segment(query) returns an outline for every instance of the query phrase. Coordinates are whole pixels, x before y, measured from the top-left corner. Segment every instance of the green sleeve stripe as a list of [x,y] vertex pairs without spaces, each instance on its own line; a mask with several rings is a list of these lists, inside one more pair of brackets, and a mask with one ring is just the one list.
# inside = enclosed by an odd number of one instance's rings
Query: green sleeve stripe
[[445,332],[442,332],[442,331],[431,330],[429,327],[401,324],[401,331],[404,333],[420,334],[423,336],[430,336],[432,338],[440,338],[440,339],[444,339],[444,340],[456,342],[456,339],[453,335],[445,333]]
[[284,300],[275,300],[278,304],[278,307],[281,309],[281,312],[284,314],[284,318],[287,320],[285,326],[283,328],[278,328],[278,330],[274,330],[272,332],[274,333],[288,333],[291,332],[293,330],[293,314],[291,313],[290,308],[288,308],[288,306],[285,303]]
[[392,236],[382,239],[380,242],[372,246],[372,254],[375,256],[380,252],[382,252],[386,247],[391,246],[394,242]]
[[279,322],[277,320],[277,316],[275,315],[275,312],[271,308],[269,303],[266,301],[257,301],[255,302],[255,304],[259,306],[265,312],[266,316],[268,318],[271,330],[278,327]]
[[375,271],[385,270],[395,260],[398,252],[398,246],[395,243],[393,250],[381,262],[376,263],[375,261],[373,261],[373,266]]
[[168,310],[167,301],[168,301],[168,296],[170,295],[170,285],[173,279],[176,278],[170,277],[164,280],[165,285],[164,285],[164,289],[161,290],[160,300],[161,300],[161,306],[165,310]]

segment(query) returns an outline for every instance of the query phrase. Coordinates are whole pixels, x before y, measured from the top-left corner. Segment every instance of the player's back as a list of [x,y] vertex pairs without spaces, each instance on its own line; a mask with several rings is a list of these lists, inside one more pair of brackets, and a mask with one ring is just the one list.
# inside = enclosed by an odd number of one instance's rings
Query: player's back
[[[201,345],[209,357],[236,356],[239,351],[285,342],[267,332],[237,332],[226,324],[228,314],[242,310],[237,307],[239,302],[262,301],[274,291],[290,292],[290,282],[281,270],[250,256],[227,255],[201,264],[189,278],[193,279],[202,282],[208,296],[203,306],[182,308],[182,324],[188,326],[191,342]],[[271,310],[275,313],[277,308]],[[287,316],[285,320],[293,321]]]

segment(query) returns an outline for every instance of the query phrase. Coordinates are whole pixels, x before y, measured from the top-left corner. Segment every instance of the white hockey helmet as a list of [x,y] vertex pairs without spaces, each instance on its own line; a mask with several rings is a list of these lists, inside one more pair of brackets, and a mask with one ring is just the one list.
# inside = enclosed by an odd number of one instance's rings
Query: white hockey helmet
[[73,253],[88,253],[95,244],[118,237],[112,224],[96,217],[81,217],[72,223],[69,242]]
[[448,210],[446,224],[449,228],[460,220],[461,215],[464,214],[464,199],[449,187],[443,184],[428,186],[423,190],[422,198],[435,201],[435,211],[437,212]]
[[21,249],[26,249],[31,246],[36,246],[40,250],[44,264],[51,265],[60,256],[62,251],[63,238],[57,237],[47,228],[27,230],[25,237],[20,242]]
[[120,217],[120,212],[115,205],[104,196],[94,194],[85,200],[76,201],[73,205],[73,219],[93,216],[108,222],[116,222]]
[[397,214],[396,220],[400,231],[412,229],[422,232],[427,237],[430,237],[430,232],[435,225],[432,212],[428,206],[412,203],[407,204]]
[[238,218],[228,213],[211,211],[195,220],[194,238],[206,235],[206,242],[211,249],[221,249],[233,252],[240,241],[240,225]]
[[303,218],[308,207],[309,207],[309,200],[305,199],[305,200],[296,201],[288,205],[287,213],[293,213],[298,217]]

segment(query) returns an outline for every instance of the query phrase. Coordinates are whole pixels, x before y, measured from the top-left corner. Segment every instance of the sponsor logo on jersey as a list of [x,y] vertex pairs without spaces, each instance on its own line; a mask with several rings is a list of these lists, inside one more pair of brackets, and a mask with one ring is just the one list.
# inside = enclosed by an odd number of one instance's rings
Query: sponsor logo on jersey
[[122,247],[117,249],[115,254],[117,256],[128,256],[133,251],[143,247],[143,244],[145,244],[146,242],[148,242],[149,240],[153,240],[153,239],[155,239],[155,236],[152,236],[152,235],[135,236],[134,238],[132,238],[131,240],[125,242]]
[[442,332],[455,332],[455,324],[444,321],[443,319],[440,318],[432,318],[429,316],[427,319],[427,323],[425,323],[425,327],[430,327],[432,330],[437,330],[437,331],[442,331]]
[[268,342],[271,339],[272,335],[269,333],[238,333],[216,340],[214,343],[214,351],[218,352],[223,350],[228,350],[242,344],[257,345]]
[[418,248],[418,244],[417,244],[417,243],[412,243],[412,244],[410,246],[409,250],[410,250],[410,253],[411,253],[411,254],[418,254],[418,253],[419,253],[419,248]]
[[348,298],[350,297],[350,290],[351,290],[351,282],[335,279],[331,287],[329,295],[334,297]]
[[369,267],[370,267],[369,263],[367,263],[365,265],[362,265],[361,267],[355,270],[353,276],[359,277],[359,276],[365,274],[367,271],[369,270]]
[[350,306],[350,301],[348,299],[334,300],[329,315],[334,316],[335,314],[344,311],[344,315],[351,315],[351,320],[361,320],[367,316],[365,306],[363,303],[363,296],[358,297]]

STATED EXERCISE: Reproduce every line above verbatim, leaving each character, bracket, and line break unchanged.

EXERCISE ANSWER:
segment(query) returns an outline for every instance of the query phrase. Coordinates are whole pixels, x before y, measured from the top-left corner. Segment every instance of the green sleeve stripe as a list of [x,y] vertex pairs without spaces, each instance on its own line; a mask with several rings is a list of these lists, inside one more pair of brackets, and a mask with one ring is just the one list.
# inside = enclosed by an odd number of one instance's rings
Query: green sleeve stripe
[[445,332],[442,332],[442,331],[431,330],[429,327],[401,324],[401,331],[404,333],[420,334],[423,336],[430,336],[432,338],[440,338],[440,339],[444,339],[444,340],[456,342],[456,339],[453,335],[445,333]]
[[284,300],[275,300],[278,304],[278,307],[281,309],[281,312],[284,314],[284,318],[287,320],[285,326],[283,328],[278,328],[278,330],[274,330],[272,332],[274,333],[288,333],[291,332],[293,330],[293,314],[291,313],[290,308],[288,308],[288,306],[285,303]]
[[392,236],[382,239],[380,242],[372,246],[372,254],[375,256],[380,252],[382,252],[386,247],[391,246],[394,242]]
[[279,322],[277,320],[277,316],[275,315],[275,312],[271,308],[269,303],[266,301],[257,301],[255,302],[255,304],[259,306],[265,312],[266,316],[268,318],[271,330],[278,327]]
[[375,271],[385,270],[395,260],[398,252],[398,246],[395,243],[393,250],[381,262],[376,263],[375,261],[373,261],[373,266]]
[[168,310],[167,301],[168,301],[168,296],[170,295],[170,285],[173,279],[176,278],[170,277],[164,280],[165,285],[164,285],[164,289],[161,290],[160,300],[161,300],[161,306],[165,310]]

segment(query) returns an outline for every instance of the query phrase. Coordinates are whole pixels, x before y, measured from the top-left corner. Segment every instance of the player's back as a list of [x,y] vertex pairs without spaces, each instance on its own line; a mask with several rings is a list of these lists, inside one more pair of brackets, and a mask with one ring is just the one list.
# inside = enclosed by an odd number of one instance's rings
Query: player's back
[[[201,345],[209,357],[236,356],[239,351],[285,342],[267,332],[237,332],[226,324],[228,314],[242,310],[237,307],[239,302],[262,301],[274,291],[290,292],[290,282],[281,270],[250,256],[227,255],[201,264],[189,278],[193,279],[202,282],[208,296],[203,306],[182,308],[182,324],[188,326],[191,342]],[[271,310],[275,313],[277,308]],[[287,316],[285,320],[293,321]]]

segment(query) returns an outline for every instance of the query phrase. Coordinates are whole pixels, x before y, measured from the top-left corner. Segment every instance of the white hockey helmet as a list of [x,y] vertex pairs without spaces, each instance on its own line; a mask with several rings is a list of these lists, inside one more pair of brackets, and a mask with one ring is just the one list.
# inside = enclosed by an odd number of one instance's rings
Query: white hockey helmet
[[73,253],[88,253],[95,244],[118,237],[112,224],[96,217],[81,217],[72,223],[69,242]]
[[448,210],[446,224],[449,228],[460,220],[461,215],[464,214],[464,199],[449,187],[443,184],[428,186],[423,190],[422,198],[435,201],[435,211],[437,212]]
[[21,249],[26,249],[31,246],[36,246],[40,250],[44,264],[51,265],[60,256],[62,251],[63,238],[57,237],[47,228],[27,230],[25,237],[20,242]]
[[120,217],[120,212],[115,205],[104,196],[94,194],[85,200],[76,201],[73,205],[73,219],[93,216],[108,222],[116,222]]
[[397,214],[396,220],[400,231],[412,229],[422,232],[427,237],[430,237],[430,232],[435,225],[432,212],[428,206],[412,203],[407,204]]
[[238,218],[228,213],[211,211],[195,220],[194,238],[206,235],[206,242],[211,249],[221,249],[233,252],[240,241],[240,225]]
[[303,218],[308,207],[309,207],[309,200],[305,199],[305,200],[296,201],[288,205],[287,213],[293,213],[298,217]]

segment(query) returns an outline for every instance of the query phrase. Coordinates are whole pixels, x before y, measured from the top-left corner. Segment every instance of the sponsor logo on jersey as a list of [x,y] vertex pairs without spaces, each instance on its own line; a mask with several rings is a list of these lists, inside one more pair of brackets, and a mask with one ring is just the one list.
# inside = enclosed by an odd number of one instance's rings
Query: sponsor logo on jersey
[[122,247],[117,249],[115,254],[117,256],[128,256],[133,251],[143,247],[143,244],[145,244],[146,242],[148,242],[149,240],[153,240],[153,239],[155,239],[155,236],[152,236],[152,235],[135,236],[134,238],[132,238],[131,240],[125,242]]
[[442,332],[455,332],[455,324],[444,321],[443,319],[440,318],[432,318],[429,316],[427,319],[427,323],[425,323],[425,327],[430,327],[432,330],[437,330],[437,331],[442,331]]
[[268,342],[271,339],[272,335],[269,333],[238,333],[216,340],[214,343],[214,351],[218,352],[223,350],[228,350],[242,344],[257,345]]
[[418,248],[418,244],[417,244],[417,243],[412,243],[412,244],[410,246],[409,250],[410,250],[410,253],[411,253],[411,254],[418,254],[418,253],[419,253],[419,248]]
[[348,298],[350,297],[350,290],[351,290],[351,282],[335,279],[331,287],[329,295],[334,297]]
[[369,267],[370,267],[369,263],[367,263],[365,265],[362,265],[361,267],[355,270],[353,276],[359,277],[359,276],[365,274],[367,271],[369,270]]
[[350,306],[350,301],[348,299],[334,300],[329,315],[334,316],[335,314],[344,311],[344,315],[351,315],[351,320],[361,320],[367,316],[365,306],[363,303],[363,296],[358,297]]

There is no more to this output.